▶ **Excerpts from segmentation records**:
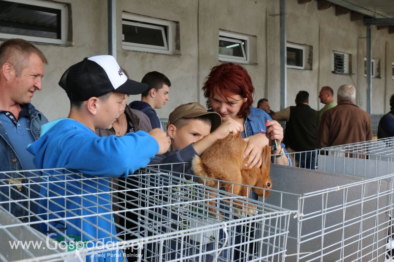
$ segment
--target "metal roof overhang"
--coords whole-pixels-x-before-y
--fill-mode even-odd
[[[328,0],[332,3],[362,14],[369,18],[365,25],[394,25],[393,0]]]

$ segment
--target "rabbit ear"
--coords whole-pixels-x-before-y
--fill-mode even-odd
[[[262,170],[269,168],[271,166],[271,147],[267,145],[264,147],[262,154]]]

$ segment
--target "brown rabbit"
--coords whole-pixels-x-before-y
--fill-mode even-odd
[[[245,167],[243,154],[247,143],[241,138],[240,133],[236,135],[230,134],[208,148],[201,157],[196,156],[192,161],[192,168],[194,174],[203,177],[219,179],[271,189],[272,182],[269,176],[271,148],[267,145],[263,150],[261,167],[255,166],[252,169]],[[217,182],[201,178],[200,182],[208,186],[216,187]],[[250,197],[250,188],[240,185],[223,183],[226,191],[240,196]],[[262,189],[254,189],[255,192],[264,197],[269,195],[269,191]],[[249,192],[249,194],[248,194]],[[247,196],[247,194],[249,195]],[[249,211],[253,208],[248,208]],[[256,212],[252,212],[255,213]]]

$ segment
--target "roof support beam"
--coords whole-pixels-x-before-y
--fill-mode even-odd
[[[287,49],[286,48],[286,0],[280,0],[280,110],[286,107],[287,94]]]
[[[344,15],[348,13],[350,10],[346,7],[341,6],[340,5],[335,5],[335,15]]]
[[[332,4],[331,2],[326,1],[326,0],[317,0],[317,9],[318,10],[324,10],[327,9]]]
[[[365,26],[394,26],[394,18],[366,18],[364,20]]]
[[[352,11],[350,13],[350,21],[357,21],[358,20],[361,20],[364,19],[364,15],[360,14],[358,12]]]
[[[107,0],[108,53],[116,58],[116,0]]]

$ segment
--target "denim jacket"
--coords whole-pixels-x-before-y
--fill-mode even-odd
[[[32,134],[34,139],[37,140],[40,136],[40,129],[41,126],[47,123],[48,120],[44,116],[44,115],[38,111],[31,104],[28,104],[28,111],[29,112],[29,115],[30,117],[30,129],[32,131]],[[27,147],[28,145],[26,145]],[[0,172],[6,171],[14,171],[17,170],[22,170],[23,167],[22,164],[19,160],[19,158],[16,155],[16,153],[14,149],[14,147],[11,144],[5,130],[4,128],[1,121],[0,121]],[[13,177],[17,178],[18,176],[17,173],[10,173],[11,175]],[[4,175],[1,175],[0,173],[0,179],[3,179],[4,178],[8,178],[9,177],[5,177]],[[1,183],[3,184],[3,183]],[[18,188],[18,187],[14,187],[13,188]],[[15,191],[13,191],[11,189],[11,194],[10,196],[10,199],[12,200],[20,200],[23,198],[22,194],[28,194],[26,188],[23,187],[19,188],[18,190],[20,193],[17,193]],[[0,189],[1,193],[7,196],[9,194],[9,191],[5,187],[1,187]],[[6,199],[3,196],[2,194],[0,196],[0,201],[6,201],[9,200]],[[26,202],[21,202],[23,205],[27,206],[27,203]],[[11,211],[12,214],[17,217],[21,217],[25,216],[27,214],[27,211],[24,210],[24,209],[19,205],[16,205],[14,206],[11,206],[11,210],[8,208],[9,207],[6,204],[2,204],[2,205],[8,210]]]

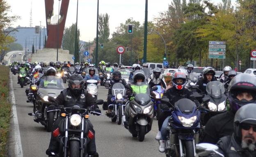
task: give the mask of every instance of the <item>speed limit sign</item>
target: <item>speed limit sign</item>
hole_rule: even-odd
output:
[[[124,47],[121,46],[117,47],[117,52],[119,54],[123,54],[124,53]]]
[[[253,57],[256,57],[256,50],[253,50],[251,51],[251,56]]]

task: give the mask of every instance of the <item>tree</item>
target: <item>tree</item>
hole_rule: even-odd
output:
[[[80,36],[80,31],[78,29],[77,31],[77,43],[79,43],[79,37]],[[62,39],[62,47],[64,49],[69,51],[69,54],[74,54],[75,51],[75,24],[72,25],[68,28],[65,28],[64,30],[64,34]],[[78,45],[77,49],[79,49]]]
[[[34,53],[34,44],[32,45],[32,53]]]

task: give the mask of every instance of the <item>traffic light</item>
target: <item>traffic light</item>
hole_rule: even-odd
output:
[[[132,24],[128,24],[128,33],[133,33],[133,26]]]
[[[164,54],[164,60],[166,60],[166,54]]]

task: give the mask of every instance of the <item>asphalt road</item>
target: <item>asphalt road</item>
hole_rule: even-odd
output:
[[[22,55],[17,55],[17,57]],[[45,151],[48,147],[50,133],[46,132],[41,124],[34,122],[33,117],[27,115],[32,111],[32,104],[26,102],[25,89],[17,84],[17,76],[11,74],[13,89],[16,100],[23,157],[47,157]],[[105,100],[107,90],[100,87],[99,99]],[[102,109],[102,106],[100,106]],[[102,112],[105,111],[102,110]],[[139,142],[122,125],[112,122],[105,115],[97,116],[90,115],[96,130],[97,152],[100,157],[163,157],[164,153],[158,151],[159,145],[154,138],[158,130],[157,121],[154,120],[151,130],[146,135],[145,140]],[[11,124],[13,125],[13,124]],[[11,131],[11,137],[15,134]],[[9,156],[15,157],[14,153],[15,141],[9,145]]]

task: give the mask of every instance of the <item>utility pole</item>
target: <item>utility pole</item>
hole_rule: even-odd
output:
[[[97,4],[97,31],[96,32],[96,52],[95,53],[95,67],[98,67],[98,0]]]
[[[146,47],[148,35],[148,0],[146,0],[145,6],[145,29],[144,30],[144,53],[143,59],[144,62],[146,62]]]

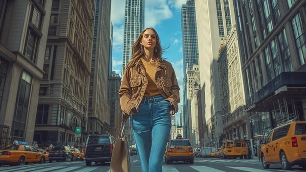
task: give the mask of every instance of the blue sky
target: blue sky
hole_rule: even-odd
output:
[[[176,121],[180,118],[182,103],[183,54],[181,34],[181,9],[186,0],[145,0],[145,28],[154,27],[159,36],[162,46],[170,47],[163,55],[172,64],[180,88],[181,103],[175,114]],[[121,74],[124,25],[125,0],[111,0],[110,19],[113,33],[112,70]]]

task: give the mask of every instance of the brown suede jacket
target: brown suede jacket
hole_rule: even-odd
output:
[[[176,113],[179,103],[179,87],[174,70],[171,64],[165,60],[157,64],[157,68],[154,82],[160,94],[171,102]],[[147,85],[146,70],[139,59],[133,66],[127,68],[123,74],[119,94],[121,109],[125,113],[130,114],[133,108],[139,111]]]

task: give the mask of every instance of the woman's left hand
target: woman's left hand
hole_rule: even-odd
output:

▶ **The exercise**:
Update the items above by replacing "even-odd" with "nonzero" wherever it occurs, changing nothing else. Leave the pictures out of your answer.

▶ **Written solution**:
$ segment
--target "metal roof overhang"
--coords whole-pixels-x-before-y
--fill-mode nonzero
[[[328,0],[332,3],[362,14],[369,18],[365,25],[394,25],[393,0]]]

$ segment
--target "rabbit ear"
--coords whole-pixels-x-before-y
--fill-mode nonzero
[[[262,170],[269,168],[271,166],[271,147],[267,145],[264,147],[262,154]]]

$ segment
--target "brown rabbit"
--coords whole-pixels-x-before-y
--fill-mode nonzero
[[[245,167],[243,154],[247,143],[241,138],[240,133],[236,135],[230,134],[208,148],[201,157],[196,156],[192,161],[192,168],[194,174],[203,177],[219,179],[271,189],[272,182],[269,176],[271,148],[267,145],[263,150],[261,167],[255,166],[252,169]],[[217,182],[201,178],[200,182],[208,186],[216,187]],[[250,197],[250,188],[240,185],[223,183],[226,191],[240,196]],[[262,189],[254,189],[255,192],[264,197],[269,195],[269,191]],[[249,192],[249,194],[248,194]],[[247,196],[247,194],[249,195]],[[249,211],[253,208],[248,208]],[[256,212],[252,212],[255,213]]]

$ segment
--target "roof support beam"
--coords whole-pixels-x-before-y
--fill-mode nonzero
[[[287,49],[286,48],[286,0],[280,0],[280,110],[286,107],[287,94]]]
[[[344,15],[348,13],[350,10],[346,7],[341,6],[340,5],[335,5],[335,15]]]
[[[332,4],[331,2],[326,1],[326,0],[317,0],[317,9],[318,10],[324,10],[327,9]]]
[[[365,26],[394,26],[394,18],[366,18],[364,20]]]
[[[352,11],[350,13],[350,21],[357,21],[358,20],[361,20],[364,19],[364,15],[360,14],[358,12]]]
[[[107,0],[108,53],[116,58],[116,0]]]

$ segment
--target "denim jacket"
--coords whole-pixels-x-before-y
--fill-mode nonzero
[[[32,134],[34,139],[37,140],[40,136],[40,129],[41,126],[47,123],[48,120],[44,116],[44,115],[38,111],[31,104],[28,104],[28,111],[29,112],[29,115],[30,117],[30,129],[32,131]],[[27,147],[28,145],[26,145]],[[0,172],[6,171],[14,171],[17,170],[22,170],[23,167],[22,164],[19,160],[19,158],[16,155],[16,153],[14,149],[14,147],[11,144],[5,130],[4,128],[1,121],[0,121]],[[13,177],[17,178],[18,176],[17,173],[10,173],[11,175]],[[4,175],[1,175],[0,173],[0,179],[3,179],[4,178],[8,178],[9,177],[5,177]],[[1,183],[3,184],[3,183]],[[18,188],[18,187],[14,187],[13,188]],[[15,191],[13,191],[11,189],[11,194],[10,196],[10,199],[12,200],[20,200],[23,198],[22,194],[28,194],[26,188],[23,187],[19,188],[18,190],[20,193],[17,193]],[[0,189],[1,193],[7,196],[9,194],[9,191],[5,187],[1,187]],[[6,199],[3,196],[2,194],[0,196],[0,201],[6,201],[9,200]],[[26,202],[21,202],[23,205],[27,206],[27,203]],[[11,211],[12,214],[17,217],[21,217],[25,216],[27,214],[27,211],[24,210],[24,209],[19,205],[16,205],[14,206],[11,206],[11,210],[8,208],[9,207],[6,204],[2,204],[2,205],[8,210]]]

task: give the mask of every instance of the <item>speed limit sign</item>
target: <item>speed limit sign</item>
hole_rule: nonzero
output:
[[[124,47],[121,46],[117,47],[117,52],[119,54],[123,54],[124,53]]]
[[[253,57],[256,57],[256,50],[253,50],[251,51],[251,56]]]

task: give the mask of every instance of the <item>tree</item>
target: <item>tree</item>
hole_rule: nonzero
output:
[[[80,36],[80,31],[78,29],[77,31],[77,43],[79,43],[79,37]],[[62,39],[62,47],[64,49],[69,51],[69,54],[74,54],[75,51],[75,24],[72,25],[68,28],[65,28],[64,30],[64,34]],[[78,45],[77,49],[79,49]]]
[[[34,53],[34,44],[32,45],[32,53]]]

task: give the mask of every instance of the <item>traffic light</item>
target: <item>traffic light</item>
hole_rule: nonzero
output:
[[[132,24],[128,24],[128,33],[133,33],[133,26]]]
[[[164,54],[164,60],[166,60],[166,54]]]

task: give the mask of every instance of the <item>asphalt road</item>
target: <item>asphalt road</item>
hole_rule: nonzero
output:
[[[22,55],[17,55],[17,57]],[[45,151],[48,147],[50,133],[46,132],[41,124],[34,122],[33,117],[27,115],[32,111],[32,104],[26,102],[25,89],[17,84],[17,76],[11,74],[13,89],[16,100],[23,157],[47,157]],[[105,100],[107,90],[100,87],[99,99]],[[102,109],[102,106],[100,106]],[[102,112],[105,111],[102,110]],[[139,142],[122,125],[112,122],[105,115],[97,116],[90,115],[96,130],[97,152],[100,157],[163,157],[164,153],[158,151],[159,145],[154,138],[158,130],[157,121],[154,120],[151,130],[146,135],[145,140]],[[11,124],[13,125],[13,124]],[[11,131],[11,137],[15,134]],[[9,156],[15,157],[14,153],[15,141],[9,145]]]

task: give the mask of every instance of the <item>utility pole</item>
target: <item>utility pole</item>
hole_rule: nonzero
output:
[[[97,4],[97,31],[96,32],[96,52],[95,53],[95,67],[98,67],[98,0]]]
[[[146,47],[148,35],[148,0],[146,0],[145,6],[145,29],[144,30],[144,53],[143,59],[144,62],[146,62]]]

task: give the mask of every instance of the blue sky
target: blue sky
hole_rule: nonzero
output:
[[[176,121],[180,118],[182,103],[183,54],[181,34],[181,9],[186,0],[145,0],[145,28],[154,27],[159,36],[162,46],[170,47],[163,55],[172,64],[180,88],[181,103],[175,114]],[[121,74],[124,25],[125,0],[111,0],[110,19],[113,33],[112,70]]]

task: give the mask of every instance of the brown suede jacket
target: brown suede jacket
hole_rule: nonzero
output:
[[[176,113],[179,103],[179,87],[174,70],[171,64],[165,60],[157,64],[157,68],[154,82],[160,94],[171,102]],[[147,85],[146,70],[139,59],[133,66],[127,68],[123,74],[119,94],[121,109],[125,113],[130,114],[133,108],[139,111]]]

task: give the mask of every instance of the woman's left hand
target: woman's left hand
hole_rule: nonzero
output:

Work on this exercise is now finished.